- _WHAT IS EXPECTED_: Report every line in the records below that contains the word "petal", copying each such line in full. Matching is case-sensitive.

- _INPUT RECORDS_:
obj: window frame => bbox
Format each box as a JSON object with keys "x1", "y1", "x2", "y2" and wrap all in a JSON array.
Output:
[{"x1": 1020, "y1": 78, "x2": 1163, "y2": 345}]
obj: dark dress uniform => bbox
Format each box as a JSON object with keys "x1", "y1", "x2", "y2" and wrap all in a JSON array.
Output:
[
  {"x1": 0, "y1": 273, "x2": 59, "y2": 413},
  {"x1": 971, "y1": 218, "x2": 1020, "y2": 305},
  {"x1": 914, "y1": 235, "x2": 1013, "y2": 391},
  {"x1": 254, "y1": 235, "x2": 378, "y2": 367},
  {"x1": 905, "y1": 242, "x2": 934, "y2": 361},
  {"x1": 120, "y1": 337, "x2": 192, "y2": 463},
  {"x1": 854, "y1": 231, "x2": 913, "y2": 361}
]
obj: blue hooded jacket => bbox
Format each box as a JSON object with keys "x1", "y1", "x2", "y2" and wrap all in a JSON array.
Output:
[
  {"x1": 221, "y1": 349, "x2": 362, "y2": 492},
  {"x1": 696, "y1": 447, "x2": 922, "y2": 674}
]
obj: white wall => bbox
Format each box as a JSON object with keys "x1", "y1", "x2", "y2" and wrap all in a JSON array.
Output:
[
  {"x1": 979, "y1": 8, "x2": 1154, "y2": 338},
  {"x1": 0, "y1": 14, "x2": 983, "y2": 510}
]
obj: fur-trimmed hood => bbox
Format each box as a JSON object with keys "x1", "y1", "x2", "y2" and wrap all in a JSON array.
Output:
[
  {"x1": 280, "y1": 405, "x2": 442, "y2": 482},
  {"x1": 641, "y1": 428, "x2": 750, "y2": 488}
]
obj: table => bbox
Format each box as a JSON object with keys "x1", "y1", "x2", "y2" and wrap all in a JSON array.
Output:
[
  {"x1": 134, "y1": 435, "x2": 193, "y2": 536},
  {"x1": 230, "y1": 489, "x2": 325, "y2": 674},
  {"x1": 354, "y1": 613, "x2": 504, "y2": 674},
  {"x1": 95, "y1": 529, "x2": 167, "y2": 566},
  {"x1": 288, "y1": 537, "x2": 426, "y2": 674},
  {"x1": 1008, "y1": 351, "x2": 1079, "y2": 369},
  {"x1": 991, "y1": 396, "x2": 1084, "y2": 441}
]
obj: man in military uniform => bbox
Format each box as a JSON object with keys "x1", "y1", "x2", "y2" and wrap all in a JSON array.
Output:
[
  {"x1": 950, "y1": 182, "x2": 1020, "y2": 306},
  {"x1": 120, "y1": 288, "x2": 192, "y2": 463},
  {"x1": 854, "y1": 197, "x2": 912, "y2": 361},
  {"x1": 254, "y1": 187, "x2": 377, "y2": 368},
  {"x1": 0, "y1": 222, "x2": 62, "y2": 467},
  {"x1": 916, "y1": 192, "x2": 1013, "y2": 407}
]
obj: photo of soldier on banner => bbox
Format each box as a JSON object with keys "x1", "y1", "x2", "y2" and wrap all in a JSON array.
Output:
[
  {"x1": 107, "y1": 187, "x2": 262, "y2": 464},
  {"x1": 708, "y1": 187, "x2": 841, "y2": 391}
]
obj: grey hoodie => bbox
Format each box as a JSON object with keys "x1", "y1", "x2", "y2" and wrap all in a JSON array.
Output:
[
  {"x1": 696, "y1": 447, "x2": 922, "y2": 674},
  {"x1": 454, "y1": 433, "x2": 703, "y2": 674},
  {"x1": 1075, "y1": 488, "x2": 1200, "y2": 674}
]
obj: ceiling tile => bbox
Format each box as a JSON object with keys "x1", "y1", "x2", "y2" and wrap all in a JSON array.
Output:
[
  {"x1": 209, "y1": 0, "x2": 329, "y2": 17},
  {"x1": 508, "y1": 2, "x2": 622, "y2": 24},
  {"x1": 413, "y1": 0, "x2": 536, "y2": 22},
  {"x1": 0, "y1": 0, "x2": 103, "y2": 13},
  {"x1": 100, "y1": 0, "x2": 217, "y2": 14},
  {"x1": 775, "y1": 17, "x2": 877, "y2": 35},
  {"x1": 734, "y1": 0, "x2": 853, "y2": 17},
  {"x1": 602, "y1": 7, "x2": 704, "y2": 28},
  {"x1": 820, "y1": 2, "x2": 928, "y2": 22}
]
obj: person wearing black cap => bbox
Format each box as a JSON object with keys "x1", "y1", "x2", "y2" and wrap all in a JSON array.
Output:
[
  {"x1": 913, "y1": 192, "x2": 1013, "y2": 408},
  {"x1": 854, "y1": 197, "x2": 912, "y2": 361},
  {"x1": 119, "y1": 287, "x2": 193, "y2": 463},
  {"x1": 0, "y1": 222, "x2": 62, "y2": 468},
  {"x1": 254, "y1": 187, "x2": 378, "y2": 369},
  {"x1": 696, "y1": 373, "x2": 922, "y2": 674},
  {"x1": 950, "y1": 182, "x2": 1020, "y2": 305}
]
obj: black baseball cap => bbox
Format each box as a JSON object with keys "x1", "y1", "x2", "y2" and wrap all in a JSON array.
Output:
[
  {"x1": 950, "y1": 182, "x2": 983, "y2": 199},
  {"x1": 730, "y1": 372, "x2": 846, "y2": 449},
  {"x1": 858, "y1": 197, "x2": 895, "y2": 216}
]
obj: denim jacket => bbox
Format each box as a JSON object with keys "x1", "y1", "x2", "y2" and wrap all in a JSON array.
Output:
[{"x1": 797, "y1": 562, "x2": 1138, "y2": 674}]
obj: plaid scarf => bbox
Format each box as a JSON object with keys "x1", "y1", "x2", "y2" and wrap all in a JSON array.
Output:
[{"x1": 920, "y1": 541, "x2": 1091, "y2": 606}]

...

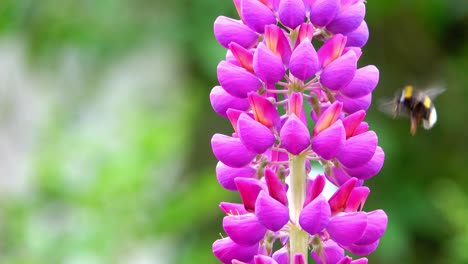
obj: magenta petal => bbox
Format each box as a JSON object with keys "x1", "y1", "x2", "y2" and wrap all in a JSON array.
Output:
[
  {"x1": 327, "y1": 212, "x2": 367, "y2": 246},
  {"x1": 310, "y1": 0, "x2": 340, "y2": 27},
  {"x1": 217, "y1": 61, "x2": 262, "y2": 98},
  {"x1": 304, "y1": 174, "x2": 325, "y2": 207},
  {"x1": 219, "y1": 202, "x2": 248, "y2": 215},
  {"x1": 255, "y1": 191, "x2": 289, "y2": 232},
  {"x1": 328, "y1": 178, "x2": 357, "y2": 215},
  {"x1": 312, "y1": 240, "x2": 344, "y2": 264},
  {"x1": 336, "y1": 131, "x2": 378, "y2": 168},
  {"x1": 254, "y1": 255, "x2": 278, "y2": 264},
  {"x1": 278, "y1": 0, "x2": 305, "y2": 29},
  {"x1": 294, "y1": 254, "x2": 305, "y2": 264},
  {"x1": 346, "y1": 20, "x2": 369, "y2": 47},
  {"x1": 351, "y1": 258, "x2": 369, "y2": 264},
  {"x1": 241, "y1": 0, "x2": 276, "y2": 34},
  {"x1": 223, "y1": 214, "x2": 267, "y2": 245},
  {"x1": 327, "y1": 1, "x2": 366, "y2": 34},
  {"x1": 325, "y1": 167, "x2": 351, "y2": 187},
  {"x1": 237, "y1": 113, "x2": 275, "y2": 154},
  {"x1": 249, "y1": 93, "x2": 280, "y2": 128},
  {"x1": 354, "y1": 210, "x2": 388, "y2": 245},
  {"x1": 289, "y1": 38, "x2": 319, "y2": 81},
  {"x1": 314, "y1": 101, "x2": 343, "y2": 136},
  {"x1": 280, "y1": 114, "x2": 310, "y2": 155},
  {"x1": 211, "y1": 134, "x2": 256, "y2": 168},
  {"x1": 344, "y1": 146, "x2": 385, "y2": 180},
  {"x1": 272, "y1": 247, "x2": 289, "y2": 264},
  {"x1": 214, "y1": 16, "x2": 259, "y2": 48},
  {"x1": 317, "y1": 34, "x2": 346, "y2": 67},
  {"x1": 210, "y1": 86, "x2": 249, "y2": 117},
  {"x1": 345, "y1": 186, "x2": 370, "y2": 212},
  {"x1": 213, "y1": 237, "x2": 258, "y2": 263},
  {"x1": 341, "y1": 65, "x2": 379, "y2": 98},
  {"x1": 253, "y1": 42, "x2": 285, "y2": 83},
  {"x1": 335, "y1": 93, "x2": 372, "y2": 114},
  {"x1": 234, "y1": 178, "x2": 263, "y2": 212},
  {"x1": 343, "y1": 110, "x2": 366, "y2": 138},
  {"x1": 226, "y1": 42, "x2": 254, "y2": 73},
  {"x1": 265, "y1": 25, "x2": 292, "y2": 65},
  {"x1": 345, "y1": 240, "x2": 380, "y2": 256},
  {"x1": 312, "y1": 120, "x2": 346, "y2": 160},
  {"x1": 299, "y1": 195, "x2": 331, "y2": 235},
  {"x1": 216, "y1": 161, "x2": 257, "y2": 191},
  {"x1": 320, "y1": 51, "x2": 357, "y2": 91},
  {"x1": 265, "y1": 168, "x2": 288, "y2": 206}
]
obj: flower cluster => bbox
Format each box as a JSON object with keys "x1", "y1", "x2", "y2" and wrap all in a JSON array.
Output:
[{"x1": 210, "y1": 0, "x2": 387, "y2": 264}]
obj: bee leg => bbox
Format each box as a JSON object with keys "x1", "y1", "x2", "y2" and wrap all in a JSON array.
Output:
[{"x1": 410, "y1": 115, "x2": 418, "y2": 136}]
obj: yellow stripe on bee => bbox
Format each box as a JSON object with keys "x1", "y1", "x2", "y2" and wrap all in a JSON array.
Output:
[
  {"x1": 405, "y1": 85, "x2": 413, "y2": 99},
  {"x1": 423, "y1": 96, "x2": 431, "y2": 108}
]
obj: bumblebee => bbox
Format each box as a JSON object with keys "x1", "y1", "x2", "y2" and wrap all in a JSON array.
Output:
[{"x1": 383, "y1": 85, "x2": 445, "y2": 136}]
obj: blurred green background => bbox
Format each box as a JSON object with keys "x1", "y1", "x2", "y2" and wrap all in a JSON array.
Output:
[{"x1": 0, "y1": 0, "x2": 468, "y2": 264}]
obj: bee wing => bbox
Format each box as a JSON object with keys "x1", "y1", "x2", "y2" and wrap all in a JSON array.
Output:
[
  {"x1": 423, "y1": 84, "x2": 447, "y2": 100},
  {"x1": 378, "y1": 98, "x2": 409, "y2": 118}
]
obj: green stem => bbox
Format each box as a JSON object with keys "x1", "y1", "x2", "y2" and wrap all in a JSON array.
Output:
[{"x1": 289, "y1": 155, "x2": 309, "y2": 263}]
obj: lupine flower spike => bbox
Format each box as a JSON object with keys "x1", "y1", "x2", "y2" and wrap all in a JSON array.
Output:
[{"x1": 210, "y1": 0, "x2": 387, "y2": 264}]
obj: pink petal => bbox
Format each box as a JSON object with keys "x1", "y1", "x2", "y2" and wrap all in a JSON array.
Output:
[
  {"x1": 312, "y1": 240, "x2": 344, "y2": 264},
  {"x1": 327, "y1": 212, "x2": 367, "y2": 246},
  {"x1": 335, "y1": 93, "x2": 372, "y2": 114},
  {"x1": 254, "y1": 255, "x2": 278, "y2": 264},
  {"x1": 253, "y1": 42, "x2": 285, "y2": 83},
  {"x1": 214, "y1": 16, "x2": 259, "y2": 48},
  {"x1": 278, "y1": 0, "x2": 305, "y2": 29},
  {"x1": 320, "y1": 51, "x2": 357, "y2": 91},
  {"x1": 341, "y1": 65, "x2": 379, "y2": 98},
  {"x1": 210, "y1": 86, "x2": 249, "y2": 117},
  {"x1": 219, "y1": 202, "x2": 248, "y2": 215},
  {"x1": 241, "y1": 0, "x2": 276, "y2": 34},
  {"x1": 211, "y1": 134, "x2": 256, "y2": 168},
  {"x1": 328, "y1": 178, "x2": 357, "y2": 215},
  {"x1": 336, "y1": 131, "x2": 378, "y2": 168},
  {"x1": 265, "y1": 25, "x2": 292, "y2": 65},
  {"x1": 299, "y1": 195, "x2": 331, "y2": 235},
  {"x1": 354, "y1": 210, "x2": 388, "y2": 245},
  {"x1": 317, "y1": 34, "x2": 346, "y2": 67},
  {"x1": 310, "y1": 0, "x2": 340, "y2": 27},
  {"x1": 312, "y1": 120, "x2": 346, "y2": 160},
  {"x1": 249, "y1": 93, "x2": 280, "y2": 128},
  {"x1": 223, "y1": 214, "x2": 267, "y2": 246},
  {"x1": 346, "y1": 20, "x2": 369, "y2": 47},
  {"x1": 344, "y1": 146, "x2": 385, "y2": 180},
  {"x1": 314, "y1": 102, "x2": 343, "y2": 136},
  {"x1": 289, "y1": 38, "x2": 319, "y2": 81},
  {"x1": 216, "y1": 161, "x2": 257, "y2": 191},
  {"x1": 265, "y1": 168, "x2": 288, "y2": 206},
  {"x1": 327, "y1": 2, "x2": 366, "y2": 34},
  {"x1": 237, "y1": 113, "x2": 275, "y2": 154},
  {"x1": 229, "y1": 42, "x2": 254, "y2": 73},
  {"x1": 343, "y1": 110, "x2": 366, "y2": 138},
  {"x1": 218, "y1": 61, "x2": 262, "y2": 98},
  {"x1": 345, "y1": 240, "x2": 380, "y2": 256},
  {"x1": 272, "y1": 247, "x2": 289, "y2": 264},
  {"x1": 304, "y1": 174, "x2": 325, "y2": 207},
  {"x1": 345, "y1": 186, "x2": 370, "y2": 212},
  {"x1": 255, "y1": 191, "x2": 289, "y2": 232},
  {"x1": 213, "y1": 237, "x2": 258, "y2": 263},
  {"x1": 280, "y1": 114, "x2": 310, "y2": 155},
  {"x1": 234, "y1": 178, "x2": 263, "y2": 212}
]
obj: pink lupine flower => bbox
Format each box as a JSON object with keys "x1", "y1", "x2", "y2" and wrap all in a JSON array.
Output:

==

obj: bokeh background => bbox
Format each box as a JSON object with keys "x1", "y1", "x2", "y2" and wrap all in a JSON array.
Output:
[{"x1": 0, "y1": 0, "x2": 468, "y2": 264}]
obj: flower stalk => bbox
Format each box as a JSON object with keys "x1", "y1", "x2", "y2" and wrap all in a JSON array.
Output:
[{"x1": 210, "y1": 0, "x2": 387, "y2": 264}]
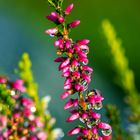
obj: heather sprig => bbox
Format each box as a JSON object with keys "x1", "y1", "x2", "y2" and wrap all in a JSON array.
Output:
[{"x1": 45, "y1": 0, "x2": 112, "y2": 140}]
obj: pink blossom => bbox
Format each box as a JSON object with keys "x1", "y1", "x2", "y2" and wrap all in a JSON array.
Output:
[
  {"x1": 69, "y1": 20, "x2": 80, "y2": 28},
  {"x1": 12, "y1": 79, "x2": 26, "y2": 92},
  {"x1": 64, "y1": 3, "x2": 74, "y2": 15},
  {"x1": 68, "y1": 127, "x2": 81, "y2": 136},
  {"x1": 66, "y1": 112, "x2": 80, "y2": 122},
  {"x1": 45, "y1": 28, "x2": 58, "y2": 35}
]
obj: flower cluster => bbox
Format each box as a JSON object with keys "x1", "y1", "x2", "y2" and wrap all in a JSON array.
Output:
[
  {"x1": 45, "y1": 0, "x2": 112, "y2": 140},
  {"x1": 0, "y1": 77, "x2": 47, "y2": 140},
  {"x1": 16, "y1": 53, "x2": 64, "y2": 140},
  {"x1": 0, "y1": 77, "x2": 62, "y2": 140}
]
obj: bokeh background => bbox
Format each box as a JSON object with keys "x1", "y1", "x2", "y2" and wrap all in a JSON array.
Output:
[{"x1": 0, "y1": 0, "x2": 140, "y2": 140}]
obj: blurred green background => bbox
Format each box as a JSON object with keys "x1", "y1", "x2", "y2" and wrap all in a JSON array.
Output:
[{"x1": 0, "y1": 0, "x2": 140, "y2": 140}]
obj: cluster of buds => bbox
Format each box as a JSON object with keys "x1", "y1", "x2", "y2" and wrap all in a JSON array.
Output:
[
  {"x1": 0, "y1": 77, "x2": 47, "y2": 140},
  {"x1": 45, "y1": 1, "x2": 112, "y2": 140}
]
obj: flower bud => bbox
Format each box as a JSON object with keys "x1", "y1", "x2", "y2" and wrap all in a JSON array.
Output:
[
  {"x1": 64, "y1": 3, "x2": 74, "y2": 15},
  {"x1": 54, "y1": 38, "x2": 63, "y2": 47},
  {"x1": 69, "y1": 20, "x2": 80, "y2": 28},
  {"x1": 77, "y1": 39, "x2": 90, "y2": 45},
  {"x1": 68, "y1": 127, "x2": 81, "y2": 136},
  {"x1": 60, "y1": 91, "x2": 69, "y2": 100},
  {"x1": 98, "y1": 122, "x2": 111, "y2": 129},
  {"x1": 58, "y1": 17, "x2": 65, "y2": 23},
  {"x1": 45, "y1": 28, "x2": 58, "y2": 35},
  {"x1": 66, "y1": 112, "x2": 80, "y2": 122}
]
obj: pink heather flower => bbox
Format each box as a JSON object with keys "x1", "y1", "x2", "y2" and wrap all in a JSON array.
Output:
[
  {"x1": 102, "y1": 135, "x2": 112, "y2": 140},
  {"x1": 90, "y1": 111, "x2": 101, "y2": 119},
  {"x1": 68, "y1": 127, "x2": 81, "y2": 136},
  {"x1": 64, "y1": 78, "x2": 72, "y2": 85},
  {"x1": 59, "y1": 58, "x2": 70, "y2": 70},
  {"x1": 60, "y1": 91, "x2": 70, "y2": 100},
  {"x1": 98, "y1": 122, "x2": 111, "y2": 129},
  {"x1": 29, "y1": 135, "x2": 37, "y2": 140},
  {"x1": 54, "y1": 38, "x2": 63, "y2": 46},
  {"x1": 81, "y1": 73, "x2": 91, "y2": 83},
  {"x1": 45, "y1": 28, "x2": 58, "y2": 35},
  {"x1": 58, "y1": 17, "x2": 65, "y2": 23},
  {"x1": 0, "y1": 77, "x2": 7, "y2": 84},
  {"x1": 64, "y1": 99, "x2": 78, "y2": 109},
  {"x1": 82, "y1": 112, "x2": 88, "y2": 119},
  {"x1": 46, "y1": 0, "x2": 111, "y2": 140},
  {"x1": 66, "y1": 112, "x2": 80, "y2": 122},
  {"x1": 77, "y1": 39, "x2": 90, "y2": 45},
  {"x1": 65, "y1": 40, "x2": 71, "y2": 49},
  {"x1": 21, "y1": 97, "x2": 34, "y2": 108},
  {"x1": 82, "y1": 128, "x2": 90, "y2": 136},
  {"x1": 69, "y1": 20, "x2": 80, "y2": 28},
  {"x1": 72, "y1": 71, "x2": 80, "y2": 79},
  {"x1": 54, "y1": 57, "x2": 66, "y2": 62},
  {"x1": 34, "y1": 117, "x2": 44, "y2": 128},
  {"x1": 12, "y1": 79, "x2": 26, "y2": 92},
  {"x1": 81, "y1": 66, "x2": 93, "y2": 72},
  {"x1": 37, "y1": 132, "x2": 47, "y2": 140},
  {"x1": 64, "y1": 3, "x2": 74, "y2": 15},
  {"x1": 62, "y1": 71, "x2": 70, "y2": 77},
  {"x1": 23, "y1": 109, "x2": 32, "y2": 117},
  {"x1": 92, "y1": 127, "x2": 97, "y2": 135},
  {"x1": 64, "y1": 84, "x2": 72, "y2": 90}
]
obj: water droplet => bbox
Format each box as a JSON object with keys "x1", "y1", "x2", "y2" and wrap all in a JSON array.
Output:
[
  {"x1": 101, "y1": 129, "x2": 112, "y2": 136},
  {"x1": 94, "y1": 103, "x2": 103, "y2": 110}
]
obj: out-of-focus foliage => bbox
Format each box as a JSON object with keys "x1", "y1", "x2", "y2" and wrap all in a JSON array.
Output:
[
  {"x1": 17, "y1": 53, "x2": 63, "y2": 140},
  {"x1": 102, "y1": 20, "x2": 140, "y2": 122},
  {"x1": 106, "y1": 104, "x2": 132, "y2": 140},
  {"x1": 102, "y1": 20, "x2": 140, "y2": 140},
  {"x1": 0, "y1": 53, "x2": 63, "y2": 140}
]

- _FINISHED EXERCISE_:
obj: magenta petal => bbox
obj: pink petal => bbox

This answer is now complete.